▶ _Directive_
Render the records below as a JSON list of strings with one string per line and blank lines omitted, starting at their first line and stopping after the line that contains "x=258 y=157". Leave the pictures out.

[Part of a data file]
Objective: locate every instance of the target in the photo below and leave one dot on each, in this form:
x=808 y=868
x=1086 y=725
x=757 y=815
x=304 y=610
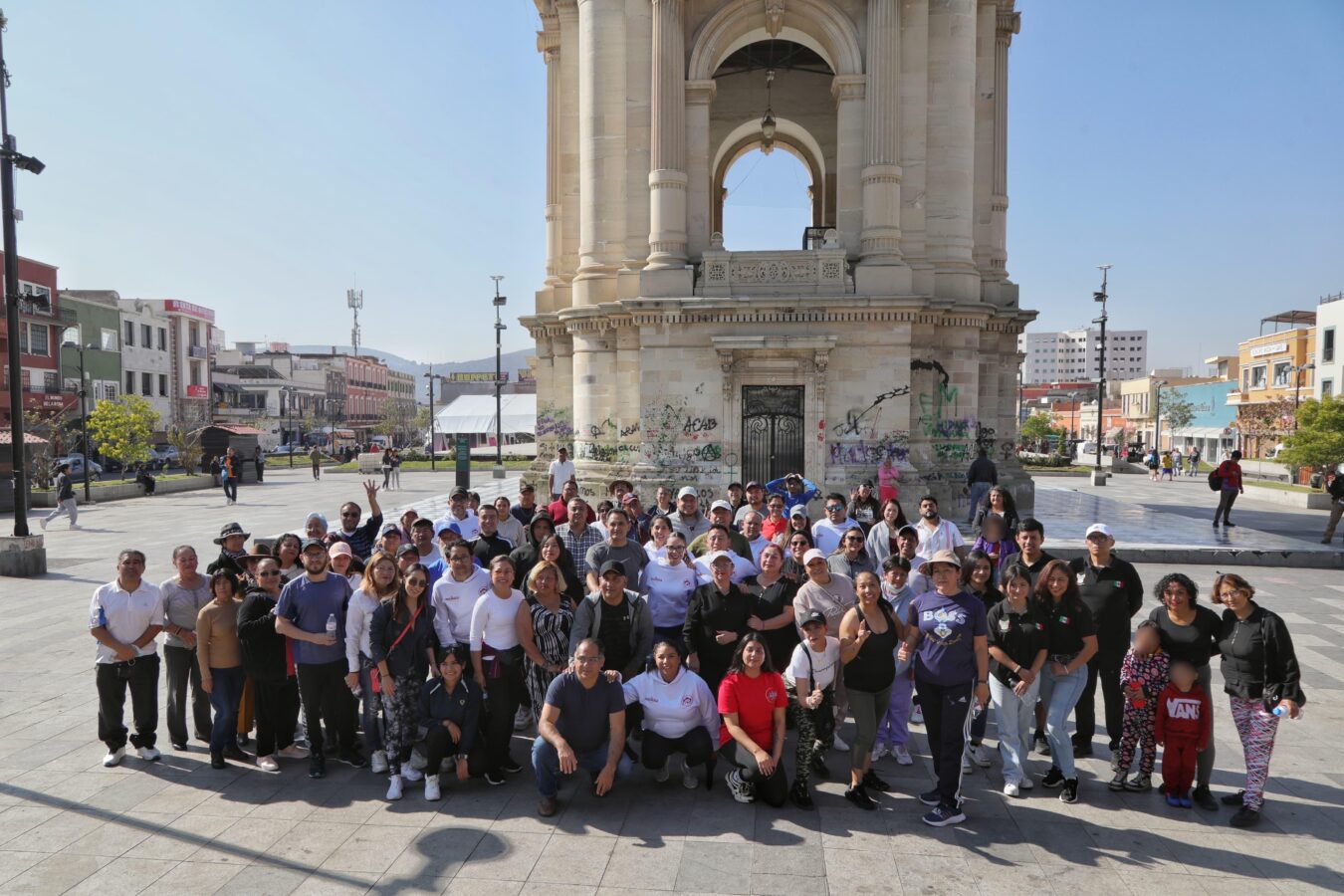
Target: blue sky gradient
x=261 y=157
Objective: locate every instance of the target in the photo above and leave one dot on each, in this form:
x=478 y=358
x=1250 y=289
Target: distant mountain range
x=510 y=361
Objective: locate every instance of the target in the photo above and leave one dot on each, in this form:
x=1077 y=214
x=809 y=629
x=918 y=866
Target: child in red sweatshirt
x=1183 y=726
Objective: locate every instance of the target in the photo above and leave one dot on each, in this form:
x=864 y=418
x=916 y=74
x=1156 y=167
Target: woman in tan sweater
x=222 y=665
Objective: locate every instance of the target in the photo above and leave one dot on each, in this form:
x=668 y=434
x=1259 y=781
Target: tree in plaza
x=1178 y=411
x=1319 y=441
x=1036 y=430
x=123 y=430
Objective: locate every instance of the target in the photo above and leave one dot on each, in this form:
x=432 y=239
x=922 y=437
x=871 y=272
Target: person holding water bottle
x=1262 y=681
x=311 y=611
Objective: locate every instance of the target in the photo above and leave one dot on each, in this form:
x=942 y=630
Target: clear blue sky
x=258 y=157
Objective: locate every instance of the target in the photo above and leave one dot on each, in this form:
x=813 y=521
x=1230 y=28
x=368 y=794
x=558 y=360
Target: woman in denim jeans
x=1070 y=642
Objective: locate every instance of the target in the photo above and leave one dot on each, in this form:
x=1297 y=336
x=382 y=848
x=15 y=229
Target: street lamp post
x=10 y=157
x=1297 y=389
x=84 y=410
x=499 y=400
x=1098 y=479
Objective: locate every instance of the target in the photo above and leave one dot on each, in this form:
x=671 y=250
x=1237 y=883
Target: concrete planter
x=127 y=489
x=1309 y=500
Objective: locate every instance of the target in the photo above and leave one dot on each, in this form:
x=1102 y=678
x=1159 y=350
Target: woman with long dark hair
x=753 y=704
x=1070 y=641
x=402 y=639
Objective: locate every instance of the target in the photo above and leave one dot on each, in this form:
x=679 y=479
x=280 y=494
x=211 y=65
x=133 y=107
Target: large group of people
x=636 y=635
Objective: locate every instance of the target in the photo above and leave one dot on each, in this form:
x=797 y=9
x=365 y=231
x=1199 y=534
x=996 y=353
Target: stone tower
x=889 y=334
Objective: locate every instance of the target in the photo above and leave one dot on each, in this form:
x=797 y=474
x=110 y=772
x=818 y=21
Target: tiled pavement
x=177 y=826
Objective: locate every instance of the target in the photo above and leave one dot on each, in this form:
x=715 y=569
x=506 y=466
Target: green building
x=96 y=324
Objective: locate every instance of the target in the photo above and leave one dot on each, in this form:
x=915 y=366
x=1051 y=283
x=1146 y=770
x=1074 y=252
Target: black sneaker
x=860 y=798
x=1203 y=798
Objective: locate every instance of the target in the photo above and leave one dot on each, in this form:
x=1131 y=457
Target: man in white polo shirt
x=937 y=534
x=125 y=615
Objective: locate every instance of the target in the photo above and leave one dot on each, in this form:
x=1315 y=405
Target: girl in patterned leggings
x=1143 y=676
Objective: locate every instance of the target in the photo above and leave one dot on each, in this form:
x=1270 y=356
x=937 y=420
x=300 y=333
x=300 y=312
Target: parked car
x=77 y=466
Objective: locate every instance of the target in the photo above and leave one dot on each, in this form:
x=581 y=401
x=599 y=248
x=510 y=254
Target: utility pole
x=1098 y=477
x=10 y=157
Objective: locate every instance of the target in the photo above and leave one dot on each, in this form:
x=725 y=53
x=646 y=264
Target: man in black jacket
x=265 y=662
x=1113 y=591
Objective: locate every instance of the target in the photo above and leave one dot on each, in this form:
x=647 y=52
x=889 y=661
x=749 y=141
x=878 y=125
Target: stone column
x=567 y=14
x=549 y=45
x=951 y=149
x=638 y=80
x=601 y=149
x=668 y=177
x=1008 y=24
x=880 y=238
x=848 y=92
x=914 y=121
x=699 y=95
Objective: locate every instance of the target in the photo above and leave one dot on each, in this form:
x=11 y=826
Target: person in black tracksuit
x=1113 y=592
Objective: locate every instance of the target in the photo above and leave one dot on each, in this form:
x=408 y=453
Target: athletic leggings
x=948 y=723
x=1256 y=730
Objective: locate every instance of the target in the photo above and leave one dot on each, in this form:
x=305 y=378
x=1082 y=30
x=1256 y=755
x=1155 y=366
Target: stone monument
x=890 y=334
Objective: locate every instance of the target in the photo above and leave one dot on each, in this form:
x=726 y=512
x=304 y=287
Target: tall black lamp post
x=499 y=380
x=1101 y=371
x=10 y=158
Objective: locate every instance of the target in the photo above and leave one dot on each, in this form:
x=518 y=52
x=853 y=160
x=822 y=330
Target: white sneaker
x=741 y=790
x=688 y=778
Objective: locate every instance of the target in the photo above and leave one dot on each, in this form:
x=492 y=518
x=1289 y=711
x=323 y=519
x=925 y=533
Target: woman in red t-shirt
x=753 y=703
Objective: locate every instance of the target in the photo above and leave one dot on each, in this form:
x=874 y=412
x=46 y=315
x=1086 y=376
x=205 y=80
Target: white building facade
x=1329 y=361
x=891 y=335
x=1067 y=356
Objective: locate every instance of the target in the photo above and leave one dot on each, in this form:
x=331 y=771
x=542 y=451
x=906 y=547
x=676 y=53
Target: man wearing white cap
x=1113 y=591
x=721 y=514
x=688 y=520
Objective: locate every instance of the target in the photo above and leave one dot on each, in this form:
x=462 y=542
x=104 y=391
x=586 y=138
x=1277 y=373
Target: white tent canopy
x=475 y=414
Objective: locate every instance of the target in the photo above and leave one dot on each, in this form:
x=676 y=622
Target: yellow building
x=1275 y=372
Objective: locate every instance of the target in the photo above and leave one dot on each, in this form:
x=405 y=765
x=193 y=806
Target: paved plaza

▶ _Result for this exercise_
[
  "Objective: locate every instance of the target in the photo below and leave one dot on each, in this form:",
  "x=808 y=868",
  "x=1086 y=725",
  "x=757 y=815",
  "x=304 y=610",
  "Target: blue sky gradient",
  "x=261 y=157",
  "Objective: locate every instance of the target in the photo above and leave one dot on each, in this form:",
  "x=478 y=358",
  "x=1250 y=289",
  "Target: distant mountain range",
  "x=510 y=361",
  "Objective: locate every instance of the target in the photo above and leave one dot on each, in this form:",
  "x=1077 y=214",
  "x=809 y=629",
  "x=918 y=866",
  "Target: child in red sweatshirt",
  "x=1183 y=726",
  "Objective: locate every instance of the target in the photo above and leave one dot on each, in this form:",
  "x=864 y=418",
  "x=916 y=74",
  "x=1156 y=167",
  "Target: woman in tan sweater",
  "x=222 y=665",
  "Objective: locate every instance of the target in the photo above and leave one dot on each, in this form:",
  "x=668 y=434",
  "x=1259 y=781",
  "Target: tree in plaza",
  "x=1178 y=411",
  "x=1319 y=441",
  "x=1036 y=430",
  "x=123 y=430",
  "Objective: locate every instance of the target in the photo above and leave one dot on each, in this form:",
  "x=432 y=239",
  "x=922 y=437",
  "x=871 y=272",
  "Target: person holding water bottle",
  "x=1262 y=681",
  "x=311 y=611",
  "Objective: locate every instance of the target in the photo above and leave one dot on each, in this form:",
  "x=942 y=630",
  "Target: clear blue sky",
  "x=258 y=157"
]